FRAGMENTO DEL DOCUMENTO:
“Dejamos de ser hijas cuando nos convertimos en madres, me dijo un día una amiga. ¿Qué carajo me quiso decir? ¿Que si no llego a ser madre estoy condenada a ser eternamente hija? Me imagino encerrada en la mamushka más chiquita por el resto de mi vida y otra vez me falta el aire.”
Una mujer después de perder un hijo. Su duelo es un ojalá lleno de vientos y cenizas; tocar fondo para salir a alguna superficie posible desde la profundidad de su mar. Quien se anime al mundo que Conti Ferreyra crea con su narrativa, va a identificarse en una risa, un cuestionamiento, una torpeza, y en un aprendizaje donde el ojo clínico y humorístico de la autora nos muestra la belleza de lo pequeño y la traducción de lo inefable.
La muerte de lo más querido y qué hacer con eso. La mirada de una mujer de estos tiempos, atravesada por mandatos, culpas e ideologías. El ser, no ser y el deber ser, como pregunta que retumba, he ahí el dilema. Ser o no ser ¿madre?, ¿buena?, ¿suficiente?, ¿fracasada?, ¿capaz?, ¿posible? y el extrañamiento necesario para convertirlo en poesía. “Ojalá no se te muera ningún hijo más”, le dice uno de sus alumnos. Ella se muere de miedo, pero sigue, porque entiende que los miedos solo sirven si retrasan un poco la muerte.

Datos almacenados:
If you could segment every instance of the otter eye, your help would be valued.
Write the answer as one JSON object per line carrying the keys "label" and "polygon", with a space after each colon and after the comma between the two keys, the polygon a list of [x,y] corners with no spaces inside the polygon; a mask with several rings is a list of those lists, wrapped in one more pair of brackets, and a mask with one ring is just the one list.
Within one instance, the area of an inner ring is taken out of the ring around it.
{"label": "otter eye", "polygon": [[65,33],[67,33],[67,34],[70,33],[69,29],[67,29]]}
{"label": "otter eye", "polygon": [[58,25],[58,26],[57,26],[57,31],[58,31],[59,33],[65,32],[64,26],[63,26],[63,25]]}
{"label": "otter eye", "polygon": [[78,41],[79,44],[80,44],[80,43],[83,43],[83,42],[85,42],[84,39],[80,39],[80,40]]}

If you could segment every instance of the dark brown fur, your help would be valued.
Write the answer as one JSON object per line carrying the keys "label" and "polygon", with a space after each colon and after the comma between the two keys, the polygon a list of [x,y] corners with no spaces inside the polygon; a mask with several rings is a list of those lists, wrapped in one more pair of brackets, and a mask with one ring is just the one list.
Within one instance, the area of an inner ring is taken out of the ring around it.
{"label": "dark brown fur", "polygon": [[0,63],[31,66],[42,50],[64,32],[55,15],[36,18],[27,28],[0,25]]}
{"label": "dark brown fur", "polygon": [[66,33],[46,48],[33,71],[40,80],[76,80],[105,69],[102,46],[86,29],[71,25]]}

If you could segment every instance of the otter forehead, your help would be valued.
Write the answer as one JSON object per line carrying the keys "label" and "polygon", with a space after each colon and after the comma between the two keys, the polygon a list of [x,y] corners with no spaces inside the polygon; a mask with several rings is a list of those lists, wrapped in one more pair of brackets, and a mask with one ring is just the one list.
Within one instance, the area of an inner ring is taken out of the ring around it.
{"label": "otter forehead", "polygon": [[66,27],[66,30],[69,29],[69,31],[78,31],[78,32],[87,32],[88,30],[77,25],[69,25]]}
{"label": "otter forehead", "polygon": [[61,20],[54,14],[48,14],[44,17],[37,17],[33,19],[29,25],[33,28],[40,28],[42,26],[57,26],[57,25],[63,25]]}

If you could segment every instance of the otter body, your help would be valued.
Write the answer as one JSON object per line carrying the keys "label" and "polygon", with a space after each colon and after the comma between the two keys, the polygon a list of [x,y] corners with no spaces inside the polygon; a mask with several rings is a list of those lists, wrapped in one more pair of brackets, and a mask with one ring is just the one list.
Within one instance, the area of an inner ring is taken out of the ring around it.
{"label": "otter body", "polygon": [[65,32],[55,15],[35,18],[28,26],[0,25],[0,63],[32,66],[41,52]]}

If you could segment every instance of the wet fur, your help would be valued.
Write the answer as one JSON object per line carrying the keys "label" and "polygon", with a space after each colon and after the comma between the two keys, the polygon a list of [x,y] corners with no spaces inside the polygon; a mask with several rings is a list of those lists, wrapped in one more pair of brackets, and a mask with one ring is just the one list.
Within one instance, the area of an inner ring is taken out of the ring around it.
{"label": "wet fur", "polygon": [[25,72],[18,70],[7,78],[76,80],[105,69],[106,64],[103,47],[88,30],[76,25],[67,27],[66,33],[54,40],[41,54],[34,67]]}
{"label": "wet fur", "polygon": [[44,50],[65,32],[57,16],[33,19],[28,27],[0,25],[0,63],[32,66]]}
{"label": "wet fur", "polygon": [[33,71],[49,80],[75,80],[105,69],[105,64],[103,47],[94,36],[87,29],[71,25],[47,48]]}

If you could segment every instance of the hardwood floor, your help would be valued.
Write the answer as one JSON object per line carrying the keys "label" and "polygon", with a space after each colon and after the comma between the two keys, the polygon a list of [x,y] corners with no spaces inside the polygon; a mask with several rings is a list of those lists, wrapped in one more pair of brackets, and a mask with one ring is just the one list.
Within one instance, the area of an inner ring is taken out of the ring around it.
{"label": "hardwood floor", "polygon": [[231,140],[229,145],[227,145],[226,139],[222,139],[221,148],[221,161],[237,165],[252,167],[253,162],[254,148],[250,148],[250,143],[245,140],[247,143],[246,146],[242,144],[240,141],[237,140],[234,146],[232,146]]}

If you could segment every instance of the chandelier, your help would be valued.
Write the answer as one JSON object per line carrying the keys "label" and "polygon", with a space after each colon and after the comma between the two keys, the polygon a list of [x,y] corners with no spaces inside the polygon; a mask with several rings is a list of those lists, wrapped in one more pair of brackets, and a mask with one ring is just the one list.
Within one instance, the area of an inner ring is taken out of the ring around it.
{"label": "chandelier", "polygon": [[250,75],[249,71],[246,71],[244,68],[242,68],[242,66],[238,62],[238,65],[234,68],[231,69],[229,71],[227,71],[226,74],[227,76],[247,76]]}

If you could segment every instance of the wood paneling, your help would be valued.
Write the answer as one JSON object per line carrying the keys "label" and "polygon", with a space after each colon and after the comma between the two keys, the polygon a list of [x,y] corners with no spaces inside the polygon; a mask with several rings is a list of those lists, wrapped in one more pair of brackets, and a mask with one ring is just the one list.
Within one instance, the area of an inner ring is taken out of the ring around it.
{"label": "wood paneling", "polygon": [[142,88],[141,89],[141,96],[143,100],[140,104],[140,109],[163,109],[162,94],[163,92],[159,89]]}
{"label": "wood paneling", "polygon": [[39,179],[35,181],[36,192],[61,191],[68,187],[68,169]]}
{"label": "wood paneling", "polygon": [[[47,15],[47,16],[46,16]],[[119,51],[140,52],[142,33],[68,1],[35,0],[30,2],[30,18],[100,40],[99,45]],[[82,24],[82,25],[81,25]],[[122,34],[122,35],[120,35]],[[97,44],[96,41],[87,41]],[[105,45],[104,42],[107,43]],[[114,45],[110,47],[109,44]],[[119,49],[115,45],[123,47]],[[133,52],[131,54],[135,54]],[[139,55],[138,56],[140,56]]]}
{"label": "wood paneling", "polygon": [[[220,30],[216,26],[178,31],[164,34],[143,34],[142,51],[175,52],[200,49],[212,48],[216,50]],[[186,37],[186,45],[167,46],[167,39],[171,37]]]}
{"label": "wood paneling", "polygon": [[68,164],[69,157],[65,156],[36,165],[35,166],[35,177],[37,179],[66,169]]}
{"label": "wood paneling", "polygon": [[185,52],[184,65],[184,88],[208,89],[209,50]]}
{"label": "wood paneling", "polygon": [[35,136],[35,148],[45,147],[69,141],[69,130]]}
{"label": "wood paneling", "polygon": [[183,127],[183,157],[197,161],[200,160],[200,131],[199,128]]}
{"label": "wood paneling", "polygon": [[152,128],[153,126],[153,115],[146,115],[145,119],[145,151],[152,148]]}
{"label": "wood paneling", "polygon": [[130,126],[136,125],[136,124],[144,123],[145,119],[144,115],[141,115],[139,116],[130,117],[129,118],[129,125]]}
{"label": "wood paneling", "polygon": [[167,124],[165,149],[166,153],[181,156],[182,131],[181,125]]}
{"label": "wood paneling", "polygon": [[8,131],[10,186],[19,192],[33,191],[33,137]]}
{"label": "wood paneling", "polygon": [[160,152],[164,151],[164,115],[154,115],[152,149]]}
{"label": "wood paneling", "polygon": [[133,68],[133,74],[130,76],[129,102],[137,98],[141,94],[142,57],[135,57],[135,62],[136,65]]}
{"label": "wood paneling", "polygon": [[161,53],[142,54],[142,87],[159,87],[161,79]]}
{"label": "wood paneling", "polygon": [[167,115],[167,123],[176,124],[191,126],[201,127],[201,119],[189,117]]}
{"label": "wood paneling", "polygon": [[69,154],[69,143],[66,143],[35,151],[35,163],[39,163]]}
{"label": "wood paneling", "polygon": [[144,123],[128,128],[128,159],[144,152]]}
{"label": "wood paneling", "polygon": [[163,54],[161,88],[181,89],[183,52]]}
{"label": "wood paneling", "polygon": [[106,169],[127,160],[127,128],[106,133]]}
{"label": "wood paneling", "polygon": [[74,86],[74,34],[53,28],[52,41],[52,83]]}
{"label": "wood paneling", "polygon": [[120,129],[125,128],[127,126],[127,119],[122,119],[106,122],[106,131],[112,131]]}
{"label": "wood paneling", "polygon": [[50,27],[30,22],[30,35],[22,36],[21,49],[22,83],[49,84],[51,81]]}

TRABAJO REQUERIDO: En el fragmento del documento, ¿qué palabras aparecen entre signos de interrogación justo después de «Ser o no ser»? Enuméralas todas en el orden en que figuran.

RESPUESTA: madre, buena, suficiente, fracasada, capaz, posible